YOUR TASK: The required output is the lines below from the line containing "Target: road sign post" to the line containing "pixel 356 244.", inclusive, retyped exactly. No other lines belong in it.

Image point grounding data
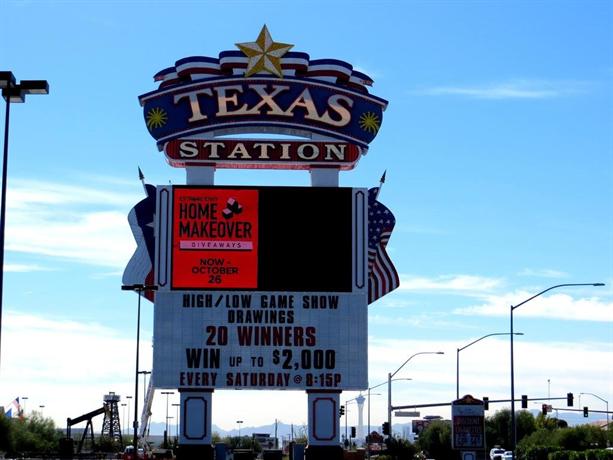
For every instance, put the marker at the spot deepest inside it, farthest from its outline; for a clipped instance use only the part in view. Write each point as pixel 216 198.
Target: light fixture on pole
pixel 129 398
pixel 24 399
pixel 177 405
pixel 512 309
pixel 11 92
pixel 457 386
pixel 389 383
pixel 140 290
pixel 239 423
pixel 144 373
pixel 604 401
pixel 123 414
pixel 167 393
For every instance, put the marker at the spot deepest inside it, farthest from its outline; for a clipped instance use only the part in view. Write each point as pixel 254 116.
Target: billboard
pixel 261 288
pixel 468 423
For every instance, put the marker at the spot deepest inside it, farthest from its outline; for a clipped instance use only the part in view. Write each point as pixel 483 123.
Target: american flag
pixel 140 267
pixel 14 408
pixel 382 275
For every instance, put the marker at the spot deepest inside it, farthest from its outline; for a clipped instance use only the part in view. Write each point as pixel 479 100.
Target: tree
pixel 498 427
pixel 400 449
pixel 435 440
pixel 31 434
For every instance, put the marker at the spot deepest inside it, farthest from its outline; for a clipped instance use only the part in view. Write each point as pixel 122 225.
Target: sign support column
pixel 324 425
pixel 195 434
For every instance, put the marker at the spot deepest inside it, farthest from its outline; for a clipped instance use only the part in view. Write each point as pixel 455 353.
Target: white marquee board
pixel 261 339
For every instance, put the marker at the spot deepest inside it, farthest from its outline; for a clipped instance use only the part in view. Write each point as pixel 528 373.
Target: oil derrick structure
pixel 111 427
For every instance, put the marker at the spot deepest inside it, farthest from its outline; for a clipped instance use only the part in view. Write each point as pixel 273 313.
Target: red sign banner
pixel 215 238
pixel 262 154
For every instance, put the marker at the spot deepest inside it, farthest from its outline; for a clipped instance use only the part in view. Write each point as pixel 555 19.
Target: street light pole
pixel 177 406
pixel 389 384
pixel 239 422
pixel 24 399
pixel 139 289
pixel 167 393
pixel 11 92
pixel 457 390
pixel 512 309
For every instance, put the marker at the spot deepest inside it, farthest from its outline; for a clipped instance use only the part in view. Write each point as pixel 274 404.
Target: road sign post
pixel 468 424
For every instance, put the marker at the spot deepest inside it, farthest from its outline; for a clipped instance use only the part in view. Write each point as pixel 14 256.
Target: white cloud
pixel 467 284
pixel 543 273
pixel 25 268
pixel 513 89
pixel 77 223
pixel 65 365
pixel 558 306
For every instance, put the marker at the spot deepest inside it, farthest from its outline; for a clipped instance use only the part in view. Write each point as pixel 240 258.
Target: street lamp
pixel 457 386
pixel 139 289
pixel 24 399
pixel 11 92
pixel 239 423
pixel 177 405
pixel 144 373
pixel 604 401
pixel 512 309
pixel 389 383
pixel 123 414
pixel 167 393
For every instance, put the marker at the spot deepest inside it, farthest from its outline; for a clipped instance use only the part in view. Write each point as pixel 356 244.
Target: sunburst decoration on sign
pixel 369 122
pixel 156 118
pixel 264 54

* * *

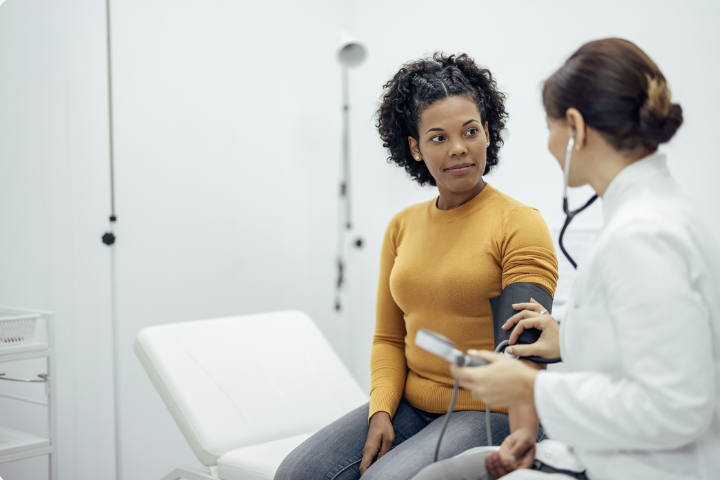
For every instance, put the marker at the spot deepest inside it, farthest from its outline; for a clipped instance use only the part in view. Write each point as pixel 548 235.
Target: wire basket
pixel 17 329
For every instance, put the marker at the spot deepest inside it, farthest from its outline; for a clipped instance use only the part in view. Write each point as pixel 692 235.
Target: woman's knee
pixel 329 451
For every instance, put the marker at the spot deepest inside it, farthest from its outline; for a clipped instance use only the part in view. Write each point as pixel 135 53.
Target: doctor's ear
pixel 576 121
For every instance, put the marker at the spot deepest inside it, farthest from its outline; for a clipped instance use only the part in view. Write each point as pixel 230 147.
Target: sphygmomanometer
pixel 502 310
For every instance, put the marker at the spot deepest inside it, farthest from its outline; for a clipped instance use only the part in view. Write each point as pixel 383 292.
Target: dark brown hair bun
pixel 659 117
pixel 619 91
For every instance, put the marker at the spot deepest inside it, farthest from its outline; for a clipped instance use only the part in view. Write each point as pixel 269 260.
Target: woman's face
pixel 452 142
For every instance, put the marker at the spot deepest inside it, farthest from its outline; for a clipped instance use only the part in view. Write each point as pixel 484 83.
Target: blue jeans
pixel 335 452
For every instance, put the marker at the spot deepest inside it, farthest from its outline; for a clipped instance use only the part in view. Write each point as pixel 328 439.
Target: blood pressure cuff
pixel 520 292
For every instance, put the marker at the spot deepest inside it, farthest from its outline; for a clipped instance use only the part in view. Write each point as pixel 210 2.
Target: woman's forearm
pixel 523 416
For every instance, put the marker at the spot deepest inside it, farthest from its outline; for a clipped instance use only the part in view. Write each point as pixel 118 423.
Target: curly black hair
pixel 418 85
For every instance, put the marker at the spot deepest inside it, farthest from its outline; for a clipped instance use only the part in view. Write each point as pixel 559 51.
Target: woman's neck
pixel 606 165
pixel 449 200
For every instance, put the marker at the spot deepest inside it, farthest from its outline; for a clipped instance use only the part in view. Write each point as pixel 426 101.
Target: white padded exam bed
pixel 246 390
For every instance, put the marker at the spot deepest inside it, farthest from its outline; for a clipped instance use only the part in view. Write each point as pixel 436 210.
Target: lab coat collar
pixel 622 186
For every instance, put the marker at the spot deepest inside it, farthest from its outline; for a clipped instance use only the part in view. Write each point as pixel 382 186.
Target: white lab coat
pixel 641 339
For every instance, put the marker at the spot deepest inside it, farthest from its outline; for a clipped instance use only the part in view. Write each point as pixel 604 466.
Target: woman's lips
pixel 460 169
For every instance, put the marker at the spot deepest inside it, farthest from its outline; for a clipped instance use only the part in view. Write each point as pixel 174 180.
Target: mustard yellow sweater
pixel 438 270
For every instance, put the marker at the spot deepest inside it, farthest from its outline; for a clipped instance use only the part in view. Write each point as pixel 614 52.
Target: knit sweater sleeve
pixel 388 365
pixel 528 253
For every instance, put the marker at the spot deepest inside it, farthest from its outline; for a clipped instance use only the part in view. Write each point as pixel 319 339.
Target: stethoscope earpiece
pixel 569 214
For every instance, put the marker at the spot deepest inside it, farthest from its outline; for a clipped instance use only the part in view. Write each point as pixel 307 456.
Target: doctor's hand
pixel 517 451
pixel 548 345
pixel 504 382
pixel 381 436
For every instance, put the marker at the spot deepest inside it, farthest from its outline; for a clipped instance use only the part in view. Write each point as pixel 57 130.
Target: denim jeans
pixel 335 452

TASK OUTPUT:
Target: road sign post
pixel 468 424
For every instance, put the marker at the spot deepest inside it, farthest from its outline; for a clipped instance use only the part in view. Write each point as pixel 14 256.
Target: white cloud
pixel 467 284
pixel 543 273
pixel 25 268
pixel 513 89
pixel 77 223
pixel 65 365
pixel 558 306
For every instance, put the marker at the spot deepest inside it, farthest from its outline; for a clipped instance use only the part in view. Write each point as pixel 240 258.
Target: street lamp
pixel 457 386
pixel 139 289
pixel 24 399
pixel 11 92
pixel 239 423
pixel 177 405
pixel 144 373
pixel 604 401
pixel 512 309
pixel 389 383
pixel 123 414
pixel 167 393
For every instance, put the marker at the spot deepest inside it, farthest from its outline; for a clipped instance use only the part in view. Write each point as pixel 356 244.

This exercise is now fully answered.